Collected data entries
= Beginning of Section =
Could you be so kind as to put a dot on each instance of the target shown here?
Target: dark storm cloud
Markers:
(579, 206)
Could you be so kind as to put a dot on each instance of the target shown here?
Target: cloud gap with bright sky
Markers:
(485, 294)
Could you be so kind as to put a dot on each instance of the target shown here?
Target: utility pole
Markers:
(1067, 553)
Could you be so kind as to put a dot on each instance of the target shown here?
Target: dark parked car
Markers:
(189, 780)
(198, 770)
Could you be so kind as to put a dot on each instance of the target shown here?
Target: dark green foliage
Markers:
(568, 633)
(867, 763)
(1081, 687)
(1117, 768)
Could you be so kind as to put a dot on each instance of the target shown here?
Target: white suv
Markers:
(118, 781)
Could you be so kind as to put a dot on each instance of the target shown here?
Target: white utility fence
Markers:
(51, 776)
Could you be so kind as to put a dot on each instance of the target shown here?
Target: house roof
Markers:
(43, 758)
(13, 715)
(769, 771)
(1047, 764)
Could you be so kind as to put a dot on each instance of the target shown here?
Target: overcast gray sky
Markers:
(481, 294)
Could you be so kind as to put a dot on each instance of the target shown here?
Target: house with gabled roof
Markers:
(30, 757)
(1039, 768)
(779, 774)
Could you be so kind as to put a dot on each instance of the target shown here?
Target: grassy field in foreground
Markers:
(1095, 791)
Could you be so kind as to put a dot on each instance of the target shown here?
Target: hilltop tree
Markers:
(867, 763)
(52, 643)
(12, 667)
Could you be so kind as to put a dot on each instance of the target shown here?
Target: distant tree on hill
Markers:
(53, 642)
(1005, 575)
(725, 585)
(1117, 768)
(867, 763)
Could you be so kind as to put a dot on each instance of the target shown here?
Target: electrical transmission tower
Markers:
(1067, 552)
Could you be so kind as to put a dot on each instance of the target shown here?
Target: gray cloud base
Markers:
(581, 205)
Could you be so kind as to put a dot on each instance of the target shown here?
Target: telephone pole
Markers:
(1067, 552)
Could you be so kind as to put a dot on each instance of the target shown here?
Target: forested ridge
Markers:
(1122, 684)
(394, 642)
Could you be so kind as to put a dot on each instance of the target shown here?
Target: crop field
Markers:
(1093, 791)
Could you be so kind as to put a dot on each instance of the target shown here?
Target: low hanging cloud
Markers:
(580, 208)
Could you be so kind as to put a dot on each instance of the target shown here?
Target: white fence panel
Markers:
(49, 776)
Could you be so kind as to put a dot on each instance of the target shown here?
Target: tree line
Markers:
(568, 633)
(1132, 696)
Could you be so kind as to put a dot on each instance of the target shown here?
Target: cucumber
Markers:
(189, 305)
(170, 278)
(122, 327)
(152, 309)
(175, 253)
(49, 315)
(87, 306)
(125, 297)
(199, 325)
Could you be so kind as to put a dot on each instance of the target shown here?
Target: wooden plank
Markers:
= End of Section =
YOUR GOAL: Every single record is to be set down again, unaltered.

TASK RESPONSE:
Could you be so kind as to put a dot on each instance of the target shown here?
Target: dark storm cloud
Markers:
(579, 206)
Could you be so kind as to put a dot on each instance of the target shown here?
Target: cloud gap with bright sky
Markers:
(485, 294)
Could you be so kind as to put a dot on each instance of the target shown here?
Target: utility pole
Markers:
(1067, 553)
Could you be so kind as to put a dot on each instance of the target shown here?
Target: dark parked car
Markers:
(189, 780)
(198, 770)
Could you be so kind as to put a dot on each instance of the target shown here?
Target: dark green foliage
Markers:
(568, 633)
(867, 763)
(1081, 687)
(1117, 768)
Could you be so kind as to put a dot on each instance of the target shown here?
Target: white suv
Markers:
(118, 781)
Could you be so kind as to put a dot on each instance of the target shown here?
Target: white utility fence
Markers:
(51, 776)
Could you be so kind as to put a dot on each instance of the target shown here?
Target: house roof
Markers:
(43, 758)
(13, 715)
(769, 771)
(1047, 764)
Could you be so kind as to put a dot on each instance of the target shown here?
Target: overcast gray sky
Markers:
(481, 294)
Could you be so kind as to put a dot on each instance of the target shown here?
Target: house with gabled roof
Markers:
(30, 757)
(1039, 768)
(779, 774)
Could you be so kind as to put a dot on each instance of the target shown here?
Target: grassy field in foreground
Markers:
(1095, 791)
Could you be so kind as to put a dot on each instance of the target shown here?
Target: hilltop tree
Markers:
(867, 763)
(52, 643)
(12, 667)
Could you be so kind as to put a dot on each instance of the target shown here?
Target: distant tree on hill
Markers:
(53, 642)
(1005, 575)
(725, 585)
(1117, 768)
(867, 763)
Could you be so kind as to put a dot on each instance of the target shown here?
Target: electrical transmission tower
Markers:
(1067, 552)
Could you be so kind as to put a dot on each instance of the target shown here?
Target: gray cloud base
Markers:
(581, 205)
Could you be so kind as to put a dot on each instance of the target shown here?
Target: telephone pole
Markers:
(1067, 552)
Could you be so kind as to put a dot on each instance of the target shown here?
Target: forested ridge
Markers:
(1122, 684)
(394, 642)
Could you be so kind as to put a dot on each instance of the target shown here?
Target: crop field
Markers:
(1093, 791)
Could you be so kind as to put a dot on each instance of the target shown here?
Target: low hanging cloud
Markers:
(580, 208)
Could you be so kind as to put a dot on each instance of the target shown here?
Target: white fence panel
Markers:
(49, 776)
Could you be so kind as to put a dot on each instance of the target shown here?
Target: tree line
Markers:
(568, 633)
(1132, 696)
Could you be so kind as to put a dot on each instance of the target shown here?
Target: cucumber
Markers:
(189, 305)
(170, 278)
(122, 327)
(152, 309)
(175, 253)
(49, 315)
(87, 306)
(125, 297)
(199, 325)
Could you be so kind as to put a dot on each instance of the target shown here?
Target: wooden plank
Markers:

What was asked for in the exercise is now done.